YOUR TASK
Starting at the line that contains "of the rope", print every remaining line of the entries, unchanged, and output nothing more.

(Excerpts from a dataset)

- - -

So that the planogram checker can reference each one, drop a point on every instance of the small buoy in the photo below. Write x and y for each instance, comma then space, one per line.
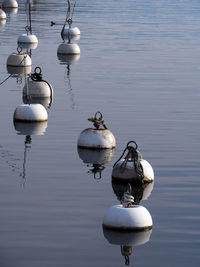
132, 168
140, 191
27, 39
96, 158
34, 128
19, 60
68, 59
37, 87
71, 31
97, 138
19, 71
2, 15
68, 49
30, 113
127, 216
10, 4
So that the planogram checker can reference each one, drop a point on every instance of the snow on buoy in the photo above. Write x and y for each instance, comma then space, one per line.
96, 159
140, 191
10, 4
71, 32
97, 138
27, 39
68, 49
30, 113
19, 71
132, 167
2, 15
34, 128
19, 60
38, 88
127, 216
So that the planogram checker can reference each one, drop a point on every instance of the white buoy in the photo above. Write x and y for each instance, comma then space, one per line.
96, 138
19, 60
27, 39
71, 32
68, 49
19, 71
10, 4
30, 113
37, 87
132, 168
2, 15
34, 128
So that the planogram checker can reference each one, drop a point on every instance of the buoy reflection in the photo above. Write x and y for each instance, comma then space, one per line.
127, 240
96, 159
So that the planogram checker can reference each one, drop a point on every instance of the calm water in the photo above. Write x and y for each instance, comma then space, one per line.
139, 65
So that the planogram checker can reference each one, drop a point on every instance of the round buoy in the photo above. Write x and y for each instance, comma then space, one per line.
97, 138
68, 49
71, 32
19, 60
37, 87
68, 59
30, 113
27, 39
140, 191
132, 167
2, 15
19, 71
34, 128
10, 4
127, 216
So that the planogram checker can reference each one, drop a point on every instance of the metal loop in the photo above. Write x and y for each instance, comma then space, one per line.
128, 145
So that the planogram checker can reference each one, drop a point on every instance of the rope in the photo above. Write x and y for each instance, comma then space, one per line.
132, 156
98, 121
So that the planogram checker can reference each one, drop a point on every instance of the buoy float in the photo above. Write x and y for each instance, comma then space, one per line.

- - -

ANSWER TO THE PROBLEM
So that the planogram checker can reference each one, drop a point on every instance of the rope in the photo above. Write x and y for each instance, comma then space, one per line.
132, 156
98, 121
So that the planogram checker can reference each one, drop a point on every instance of the buoy float in the photo above. Write x and y for each instance, comma then space, one per line.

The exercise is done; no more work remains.